INSTRUCTIONS FOR THE TASK —
Return every entry below exactly as written.

"""

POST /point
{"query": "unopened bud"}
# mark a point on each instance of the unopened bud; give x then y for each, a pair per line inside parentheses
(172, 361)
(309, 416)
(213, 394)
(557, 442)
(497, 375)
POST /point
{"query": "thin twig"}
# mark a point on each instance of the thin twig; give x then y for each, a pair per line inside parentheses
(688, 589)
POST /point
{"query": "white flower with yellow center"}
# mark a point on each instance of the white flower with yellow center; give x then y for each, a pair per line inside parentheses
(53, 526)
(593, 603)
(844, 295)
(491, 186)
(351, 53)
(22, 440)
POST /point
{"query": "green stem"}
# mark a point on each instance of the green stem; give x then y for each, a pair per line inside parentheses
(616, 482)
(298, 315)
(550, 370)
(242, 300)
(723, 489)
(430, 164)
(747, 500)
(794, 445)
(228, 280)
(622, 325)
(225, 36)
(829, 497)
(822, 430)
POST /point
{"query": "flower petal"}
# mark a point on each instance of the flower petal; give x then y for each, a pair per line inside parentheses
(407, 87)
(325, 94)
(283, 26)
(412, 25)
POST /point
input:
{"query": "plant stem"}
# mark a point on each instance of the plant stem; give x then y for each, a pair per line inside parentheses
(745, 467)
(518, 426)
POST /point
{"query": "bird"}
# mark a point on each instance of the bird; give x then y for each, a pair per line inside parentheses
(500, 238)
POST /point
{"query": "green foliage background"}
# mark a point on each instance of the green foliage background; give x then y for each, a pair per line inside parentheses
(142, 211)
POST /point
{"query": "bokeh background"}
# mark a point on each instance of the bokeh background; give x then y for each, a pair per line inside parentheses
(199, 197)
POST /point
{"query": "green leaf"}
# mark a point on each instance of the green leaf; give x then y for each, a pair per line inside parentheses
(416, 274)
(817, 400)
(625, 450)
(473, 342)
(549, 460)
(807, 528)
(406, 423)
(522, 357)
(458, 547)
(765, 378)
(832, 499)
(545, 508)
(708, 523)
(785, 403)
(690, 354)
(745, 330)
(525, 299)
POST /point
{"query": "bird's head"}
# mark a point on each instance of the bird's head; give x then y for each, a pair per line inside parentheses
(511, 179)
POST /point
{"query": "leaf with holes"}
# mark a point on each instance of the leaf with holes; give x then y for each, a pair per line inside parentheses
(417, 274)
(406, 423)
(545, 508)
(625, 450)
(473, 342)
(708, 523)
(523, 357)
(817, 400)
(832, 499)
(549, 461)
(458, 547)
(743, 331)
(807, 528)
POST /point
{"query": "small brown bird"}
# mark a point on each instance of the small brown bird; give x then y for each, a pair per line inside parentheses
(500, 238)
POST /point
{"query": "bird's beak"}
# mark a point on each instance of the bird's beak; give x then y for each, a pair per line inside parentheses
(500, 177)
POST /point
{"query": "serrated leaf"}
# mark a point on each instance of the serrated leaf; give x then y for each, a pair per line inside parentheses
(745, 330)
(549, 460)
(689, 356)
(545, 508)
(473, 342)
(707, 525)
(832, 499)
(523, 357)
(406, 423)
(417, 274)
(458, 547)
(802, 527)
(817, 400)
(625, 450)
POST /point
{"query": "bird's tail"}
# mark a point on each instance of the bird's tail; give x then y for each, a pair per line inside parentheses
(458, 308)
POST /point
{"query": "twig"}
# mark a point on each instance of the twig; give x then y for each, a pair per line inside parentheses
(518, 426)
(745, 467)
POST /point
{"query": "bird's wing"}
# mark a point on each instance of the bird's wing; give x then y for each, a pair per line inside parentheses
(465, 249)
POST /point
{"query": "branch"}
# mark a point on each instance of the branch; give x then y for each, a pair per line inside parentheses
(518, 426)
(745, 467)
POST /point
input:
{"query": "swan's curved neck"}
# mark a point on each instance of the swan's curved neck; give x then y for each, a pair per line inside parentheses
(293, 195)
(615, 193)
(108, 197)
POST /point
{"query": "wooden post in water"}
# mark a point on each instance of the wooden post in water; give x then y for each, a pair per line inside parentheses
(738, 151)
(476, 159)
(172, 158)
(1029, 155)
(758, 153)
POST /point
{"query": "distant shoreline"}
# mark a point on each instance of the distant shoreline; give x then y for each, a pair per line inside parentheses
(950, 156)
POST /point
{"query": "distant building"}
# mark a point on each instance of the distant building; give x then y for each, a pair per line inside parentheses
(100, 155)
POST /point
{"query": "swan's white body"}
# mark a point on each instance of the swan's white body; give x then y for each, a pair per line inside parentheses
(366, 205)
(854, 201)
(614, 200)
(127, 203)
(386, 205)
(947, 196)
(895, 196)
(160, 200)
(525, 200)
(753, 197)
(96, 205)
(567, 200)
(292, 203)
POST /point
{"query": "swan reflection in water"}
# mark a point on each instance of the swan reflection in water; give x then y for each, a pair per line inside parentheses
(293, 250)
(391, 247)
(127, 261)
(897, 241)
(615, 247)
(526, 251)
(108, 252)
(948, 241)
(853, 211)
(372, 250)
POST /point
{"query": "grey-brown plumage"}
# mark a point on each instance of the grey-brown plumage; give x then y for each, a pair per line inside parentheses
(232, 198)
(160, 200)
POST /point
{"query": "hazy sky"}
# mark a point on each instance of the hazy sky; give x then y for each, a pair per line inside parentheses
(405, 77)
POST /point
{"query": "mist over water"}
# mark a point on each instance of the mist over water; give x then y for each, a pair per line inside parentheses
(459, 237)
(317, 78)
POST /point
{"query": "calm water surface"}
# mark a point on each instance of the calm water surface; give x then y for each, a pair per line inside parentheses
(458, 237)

"""

RESPONSE —
POST /point
{"query": "unopened bud"}
# mark a point on each instance of the unopened bud; give x then y for each, a pair per line inside parentheses
(172, 361)
(309, 416)
(213, 394)
(557, 442)
(497, 375)
POST /point
{"query": "thin twig"}
# mark a point on each instance of the thin twig; give x then y for each, a pair per line inside parentheses
(688, 589)
POST /point
{"query": "white flower with yellow center"}
# mark a point on each instance of the white flower with yellow center; give x then y for each, a pair per line inside parentheses
(53, 526)
(593, 603)
(844, 295)
(491, 186)
(351, 53)
(22, 440)
POST /point
{"query": "green stem"}
# mark a point on each instance of the green stem; give x then y for each, a pair per line inside parentheses
(616, 482)
(298, 315)
(550, 370)
(242, 300)
(723, 489)
(430, 164)
(747, 500)
(794, 445)
(228, 280)
(622, 325)
(225, 36)
(829, 497)
(822, 430)
POST /point
{"query": "flower petal"}
# mark a point on each instance of the flower petal; give x then y for each, a pair per line inside parentheses
(407, 87)
(325, 94)
(283, 26)
(412, 25)
POST /point
input:
{"query": "plant stem"}
# mark a point on each instance of the plant stem; give x then y for each, a pair per line inside parentheses
(745, 467)
(518, 426)
POST /point
{"query": "bird"}
# mark a point on each instance of the bird; give x then y for each, a pair per line inside parentheses
(500, 238)
POST /point
{"query": "green foliage background"}
# mark a point on each instance of the green foliage background; give x then y for each, a pair per line inside parentheses
(142, 211)
POST /point
{"query": "bokeh background"}
# mark a point on each instance of the bokeh background; give x then y for each, a pair per line inside parentheses
(199, 197)
POST /point
{"query": "green leaf"}
# mark a point on each instance of the green leaf; give x then y for each, a pair per line inside parentheses
(416, 274)
(817, 400)
(625, 450)
(473, 342)
(549, 460)
(807, 528)
(406, 423)
(522, 357)
(458, 547)
(765, 378)
(832, 499)
(545, 508)
(708, 523)
(785, 403)
(690, 354)
(745, 330)
(525, 299)
POST /point
{"query": "bird's head"}
# mark a point on each instance of the bird's head; give x then y for each, a pair per line inside parentheses
(511, 179)
POST /point
{"query": "leaf with holes"}
# mark a point on each instance of the leaf with holes; give x then y for each, a pair per line inside parentheses
(417, 274)
(406, 423)
(545, 508)
(625, 450)
(473, 342)
(708, 523)
(523, 357)
(817, 400)
(832, 499)
(549, 461)
(458, 547)
(743, 331)
(807, 528)
POST /point
{"query": "small brown bird"}
# mark a point on each instance of the small brown bird; give x then y for each, a pair per line inside parentheses
(500, 238)
POST /point
{"query": "bird's beak"}
# mark a point on each instance of the bird's beak; give x then y for each, a pair per line inside parentheses
(500, 177)
POST /point
{"query": "serrated leaf"}
# mark a point on each instance of the serrated leaf; give x then y for each, a pair per line inside parentheses
(745, 330)
(549, 460)
(689, 356)
(545, 508)
(473, 342)
(707, 525)
(832, 499)
(523, 357)
(406, 423)
(417, 274)
(458, 547)
(802, 527)
(817, 400)
(625, 450)
POST /point
{"query": "bird's tail"}
# mark a point on each instance of the bird's tail; give x then y for each, a pair per line inside parentheses
(458, 308)
POST /point
{"query": "twig"}
# mark a point on each instance of the twig; give x then y for each, a pair per line inside parentheses
(518, 426)
(745, 467)
POST /point
{"query": "bird's wing"}
# mark a point on each instance of the bird's wing; give x then y for each, a pair per line inside parentheses
(465, 249)
POST /point
{"query": "branch"}
# mark a point on each instance of the branch; give x then y for each, a pair per line inside parentheses
(518, 426)
(745, 467)
POST /point
input:
{"query": "swan's curved neck"}
# mark a point on each instance of the swan's curved neck; give x then y for each, a pair per line inside parentheses
(293, 195)
(615, 193)
(108, 197)
POST /point
{"query": "wooden post in water"}
# mark a point on each instance of the wooden post in water; give x then y for each, a pair per line inside parentheses
(738, 151)
(476, 159)
(172, 158)
(1029, 155)
(758, 153)
POST /point
{"query": "distant shoreline"}
# mark a point on each instance of the distant shoreline; give x then y for each, a pair per line inside parentheses
(950, 156)
POST /point
{"query": "distant building"}
# mark a point on each instance of the distant building; give x then y for each, a pair per line inside parentheses
(100, 155)
POST /point
{"query": "swan's white body"}
# mark a point on each instance of the swan's white body; give x then y for each, a pair per line inside parentheses
(366, 205)
(854, 201)
(614, 200)
(127, 203)
(386, 205)
(947, 196)
(895, 196)
(160, 200)
(525, 200)
(753, 197)
(96, 205)
(567, 200)
(292, 203)
POST /point
{"query": "swan reflection in water"}
# mark a point on each instance of the swan reflection in water; give x then y for each, a pair per line inside parentheses
(293, 250)
(391, 247)
(127, 261)
(897, 241)
(615, 247)
(526, 251)
(108, 252)
(948, 241)
(853, 211)
(372, 250)
POST /point
{"query": "grey-brown plumage"}
# mark a point on each instance of the grey-brown plumage; give x then y for each, a pair per line inside parentheses
(232, 198)
(160, 200)
POST /point
{"query": "hazy sky"}
# mark a point on each instance of the hazy sky; give x then y for each, a pair per line inside parentheses
(405, 77)
POST /point
{"query": "mist over water"}
# mark a point on each instance of the mist over water; give x then y for each, a pair per line inside parentheses
(459, 237)
(317, 78)
POST /point
{"query": "calm water surface"}
# mark a point on each instance of the calm water surface; give x then y for each, a pair per line inside parentheses
(458, 237)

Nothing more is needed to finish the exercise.